Instructions to follow
Your answer should be the lines from the start of the records through the line with "like point(217, 395).", copied word for word.

########################################

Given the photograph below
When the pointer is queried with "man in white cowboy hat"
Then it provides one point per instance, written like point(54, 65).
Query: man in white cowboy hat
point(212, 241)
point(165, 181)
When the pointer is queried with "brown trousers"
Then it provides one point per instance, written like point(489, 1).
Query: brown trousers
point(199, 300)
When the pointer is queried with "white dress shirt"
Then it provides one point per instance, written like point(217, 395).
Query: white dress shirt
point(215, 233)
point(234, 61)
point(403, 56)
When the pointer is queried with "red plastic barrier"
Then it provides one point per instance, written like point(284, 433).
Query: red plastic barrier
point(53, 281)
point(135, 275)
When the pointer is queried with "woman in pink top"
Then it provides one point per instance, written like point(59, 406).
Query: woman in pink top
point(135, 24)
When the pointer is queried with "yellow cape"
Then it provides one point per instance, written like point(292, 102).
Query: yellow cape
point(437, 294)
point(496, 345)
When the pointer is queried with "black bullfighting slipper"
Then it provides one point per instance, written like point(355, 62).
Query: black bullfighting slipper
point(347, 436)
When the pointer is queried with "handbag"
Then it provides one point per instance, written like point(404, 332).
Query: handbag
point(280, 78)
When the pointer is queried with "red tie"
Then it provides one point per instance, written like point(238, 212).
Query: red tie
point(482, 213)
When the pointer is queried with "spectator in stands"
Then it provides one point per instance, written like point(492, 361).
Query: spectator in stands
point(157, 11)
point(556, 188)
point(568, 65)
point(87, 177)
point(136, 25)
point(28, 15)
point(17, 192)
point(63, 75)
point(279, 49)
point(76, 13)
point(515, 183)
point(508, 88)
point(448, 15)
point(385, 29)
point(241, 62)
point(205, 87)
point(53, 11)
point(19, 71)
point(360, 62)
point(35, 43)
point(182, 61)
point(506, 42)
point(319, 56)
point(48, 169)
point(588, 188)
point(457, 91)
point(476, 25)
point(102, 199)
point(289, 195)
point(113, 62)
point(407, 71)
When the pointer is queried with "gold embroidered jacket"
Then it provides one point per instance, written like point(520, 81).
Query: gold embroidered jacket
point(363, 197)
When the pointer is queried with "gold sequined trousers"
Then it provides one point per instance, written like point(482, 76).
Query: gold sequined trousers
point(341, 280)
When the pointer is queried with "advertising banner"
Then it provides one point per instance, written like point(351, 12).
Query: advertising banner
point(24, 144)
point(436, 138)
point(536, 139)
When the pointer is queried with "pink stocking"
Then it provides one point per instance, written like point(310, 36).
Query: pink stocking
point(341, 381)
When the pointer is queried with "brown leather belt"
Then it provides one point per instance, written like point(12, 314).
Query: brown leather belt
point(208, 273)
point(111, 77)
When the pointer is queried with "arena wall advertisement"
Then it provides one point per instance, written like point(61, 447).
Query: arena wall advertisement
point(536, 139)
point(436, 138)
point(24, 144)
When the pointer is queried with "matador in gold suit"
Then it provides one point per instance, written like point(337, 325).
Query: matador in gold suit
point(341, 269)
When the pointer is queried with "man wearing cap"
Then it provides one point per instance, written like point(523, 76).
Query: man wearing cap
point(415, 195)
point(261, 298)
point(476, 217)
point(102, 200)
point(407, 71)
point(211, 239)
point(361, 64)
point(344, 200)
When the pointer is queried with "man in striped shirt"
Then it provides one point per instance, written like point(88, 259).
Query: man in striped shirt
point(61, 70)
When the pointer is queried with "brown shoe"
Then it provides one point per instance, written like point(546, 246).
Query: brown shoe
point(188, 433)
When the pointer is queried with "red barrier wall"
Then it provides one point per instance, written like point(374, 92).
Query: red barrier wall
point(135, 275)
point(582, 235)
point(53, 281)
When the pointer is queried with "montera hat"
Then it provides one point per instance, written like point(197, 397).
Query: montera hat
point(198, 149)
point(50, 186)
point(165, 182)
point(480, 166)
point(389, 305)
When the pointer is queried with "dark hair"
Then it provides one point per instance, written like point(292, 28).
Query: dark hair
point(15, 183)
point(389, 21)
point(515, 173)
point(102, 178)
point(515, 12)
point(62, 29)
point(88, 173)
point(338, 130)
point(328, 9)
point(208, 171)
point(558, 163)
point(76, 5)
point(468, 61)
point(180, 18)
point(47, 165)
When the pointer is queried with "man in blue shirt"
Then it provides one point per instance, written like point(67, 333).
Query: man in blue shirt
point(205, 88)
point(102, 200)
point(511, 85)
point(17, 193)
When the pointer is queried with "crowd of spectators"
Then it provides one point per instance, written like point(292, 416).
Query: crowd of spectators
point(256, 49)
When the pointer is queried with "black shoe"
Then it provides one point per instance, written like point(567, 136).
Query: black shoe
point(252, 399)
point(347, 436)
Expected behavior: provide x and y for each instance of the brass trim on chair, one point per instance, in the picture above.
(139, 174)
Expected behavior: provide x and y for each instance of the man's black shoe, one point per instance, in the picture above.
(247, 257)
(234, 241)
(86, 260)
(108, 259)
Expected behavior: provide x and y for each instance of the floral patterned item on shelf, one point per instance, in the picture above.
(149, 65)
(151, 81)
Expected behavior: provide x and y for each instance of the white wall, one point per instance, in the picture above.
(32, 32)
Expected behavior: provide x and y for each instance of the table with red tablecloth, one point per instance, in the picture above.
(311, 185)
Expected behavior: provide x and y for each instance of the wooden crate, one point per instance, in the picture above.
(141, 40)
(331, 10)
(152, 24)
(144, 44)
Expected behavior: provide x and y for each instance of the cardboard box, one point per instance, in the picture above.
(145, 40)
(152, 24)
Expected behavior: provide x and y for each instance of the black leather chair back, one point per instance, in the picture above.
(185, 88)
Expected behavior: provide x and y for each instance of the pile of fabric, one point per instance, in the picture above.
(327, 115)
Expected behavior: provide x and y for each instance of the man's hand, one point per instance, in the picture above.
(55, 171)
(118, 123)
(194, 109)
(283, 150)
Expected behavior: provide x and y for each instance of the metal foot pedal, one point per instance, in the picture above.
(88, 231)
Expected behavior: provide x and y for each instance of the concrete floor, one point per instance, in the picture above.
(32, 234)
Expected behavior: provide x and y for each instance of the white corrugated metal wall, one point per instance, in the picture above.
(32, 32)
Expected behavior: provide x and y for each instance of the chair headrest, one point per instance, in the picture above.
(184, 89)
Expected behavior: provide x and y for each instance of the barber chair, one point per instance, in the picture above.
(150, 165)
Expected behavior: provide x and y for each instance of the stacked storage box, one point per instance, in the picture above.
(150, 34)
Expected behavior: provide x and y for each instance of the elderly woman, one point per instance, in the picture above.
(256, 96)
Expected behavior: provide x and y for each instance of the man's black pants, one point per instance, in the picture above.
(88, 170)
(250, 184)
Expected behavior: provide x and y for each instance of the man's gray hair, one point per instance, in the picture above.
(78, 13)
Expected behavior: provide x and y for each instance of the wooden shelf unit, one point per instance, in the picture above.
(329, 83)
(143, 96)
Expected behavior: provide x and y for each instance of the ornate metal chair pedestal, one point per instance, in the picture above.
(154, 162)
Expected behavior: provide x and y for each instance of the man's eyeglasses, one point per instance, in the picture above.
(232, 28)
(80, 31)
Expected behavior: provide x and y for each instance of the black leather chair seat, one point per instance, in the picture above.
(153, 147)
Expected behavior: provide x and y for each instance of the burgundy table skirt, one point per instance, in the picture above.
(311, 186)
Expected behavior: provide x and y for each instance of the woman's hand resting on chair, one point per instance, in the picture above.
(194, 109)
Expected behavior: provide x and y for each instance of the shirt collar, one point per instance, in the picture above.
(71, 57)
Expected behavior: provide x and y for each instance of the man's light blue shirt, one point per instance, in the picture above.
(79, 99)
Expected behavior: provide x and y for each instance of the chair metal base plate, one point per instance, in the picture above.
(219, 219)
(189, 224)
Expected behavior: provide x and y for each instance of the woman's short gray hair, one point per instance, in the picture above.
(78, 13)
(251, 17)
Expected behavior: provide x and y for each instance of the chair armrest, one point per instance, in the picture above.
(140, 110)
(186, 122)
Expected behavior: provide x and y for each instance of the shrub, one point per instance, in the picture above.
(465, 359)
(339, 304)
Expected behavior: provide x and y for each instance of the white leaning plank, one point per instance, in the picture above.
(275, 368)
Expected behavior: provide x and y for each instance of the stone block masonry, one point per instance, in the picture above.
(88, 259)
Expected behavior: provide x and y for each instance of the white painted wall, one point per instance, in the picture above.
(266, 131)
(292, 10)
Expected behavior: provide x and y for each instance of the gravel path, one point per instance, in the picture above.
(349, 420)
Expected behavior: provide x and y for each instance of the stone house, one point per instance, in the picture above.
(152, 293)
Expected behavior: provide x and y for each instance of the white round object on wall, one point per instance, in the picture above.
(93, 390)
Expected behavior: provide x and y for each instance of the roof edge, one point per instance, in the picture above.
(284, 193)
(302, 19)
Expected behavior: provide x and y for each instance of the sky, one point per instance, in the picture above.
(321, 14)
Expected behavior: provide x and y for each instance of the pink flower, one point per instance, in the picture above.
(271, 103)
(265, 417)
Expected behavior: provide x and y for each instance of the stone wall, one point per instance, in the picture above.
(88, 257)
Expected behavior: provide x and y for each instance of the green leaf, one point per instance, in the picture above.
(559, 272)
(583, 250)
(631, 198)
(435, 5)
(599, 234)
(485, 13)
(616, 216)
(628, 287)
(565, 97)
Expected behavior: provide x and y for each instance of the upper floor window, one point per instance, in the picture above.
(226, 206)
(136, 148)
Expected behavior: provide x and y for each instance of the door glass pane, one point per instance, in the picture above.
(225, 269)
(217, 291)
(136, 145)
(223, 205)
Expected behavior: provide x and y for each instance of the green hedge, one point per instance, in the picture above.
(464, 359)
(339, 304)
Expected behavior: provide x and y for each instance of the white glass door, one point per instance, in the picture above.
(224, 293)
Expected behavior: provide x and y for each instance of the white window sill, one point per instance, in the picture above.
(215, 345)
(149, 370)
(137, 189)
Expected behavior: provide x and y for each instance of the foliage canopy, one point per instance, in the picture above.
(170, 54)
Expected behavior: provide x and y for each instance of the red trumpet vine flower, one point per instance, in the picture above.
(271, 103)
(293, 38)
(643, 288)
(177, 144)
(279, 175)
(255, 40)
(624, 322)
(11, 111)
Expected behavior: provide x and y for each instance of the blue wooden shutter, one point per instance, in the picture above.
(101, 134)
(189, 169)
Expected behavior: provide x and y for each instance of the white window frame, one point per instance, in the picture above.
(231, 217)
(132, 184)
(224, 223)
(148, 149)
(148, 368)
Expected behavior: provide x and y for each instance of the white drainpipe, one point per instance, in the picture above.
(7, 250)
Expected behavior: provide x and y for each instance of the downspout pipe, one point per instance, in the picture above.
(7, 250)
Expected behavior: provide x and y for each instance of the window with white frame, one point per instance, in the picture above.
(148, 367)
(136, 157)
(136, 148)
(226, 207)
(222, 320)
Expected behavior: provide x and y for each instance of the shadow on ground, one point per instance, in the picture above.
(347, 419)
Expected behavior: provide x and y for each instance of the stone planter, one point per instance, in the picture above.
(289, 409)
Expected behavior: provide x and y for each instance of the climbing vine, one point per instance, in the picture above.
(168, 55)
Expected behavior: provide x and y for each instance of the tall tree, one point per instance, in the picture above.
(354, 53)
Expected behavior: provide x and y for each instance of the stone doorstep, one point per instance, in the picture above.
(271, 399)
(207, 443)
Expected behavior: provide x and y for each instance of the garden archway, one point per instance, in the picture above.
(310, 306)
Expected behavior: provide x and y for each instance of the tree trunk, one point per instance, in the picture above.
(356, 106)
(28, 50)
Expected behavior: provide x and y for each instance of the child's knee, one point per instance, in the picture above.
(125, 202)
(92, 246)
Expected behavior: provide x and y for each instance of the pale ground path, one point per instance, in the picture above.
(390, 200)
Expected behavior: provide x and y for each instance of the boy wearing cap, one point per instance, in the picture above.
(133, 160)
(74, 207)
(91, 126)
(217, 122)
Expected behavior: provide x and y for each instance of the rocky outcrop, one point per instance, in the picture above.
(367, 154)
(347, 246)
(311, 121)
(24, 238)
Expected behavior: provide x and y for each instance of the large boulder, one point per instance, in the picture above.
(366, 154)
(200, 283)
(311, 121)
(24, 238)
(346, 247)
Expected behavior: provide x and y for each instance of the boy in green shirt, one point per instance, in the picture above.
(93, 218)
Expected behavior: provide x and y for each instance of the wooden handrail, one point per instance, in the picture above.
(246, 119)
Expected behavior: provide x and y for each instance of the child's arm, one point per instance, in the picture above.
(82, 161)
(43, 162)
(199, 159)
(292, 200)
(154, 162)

########################################

Task answer
Given the photograph below
When the pointer is queried with "man in white cowboy hat"
Then it provides one point per instance, written like point(54, 65).
Query: man in white cowboy hat
point(212, 241)
point(165, 181)
When the pointer is queried with "brown trousers"
Then it provides one point per instance, written like point(489, 1).
Query: brown trousers
point(199, 300)
When the pointer is queried with "white dress shirt"
Then it provides one point per instance, written like point(217, 395).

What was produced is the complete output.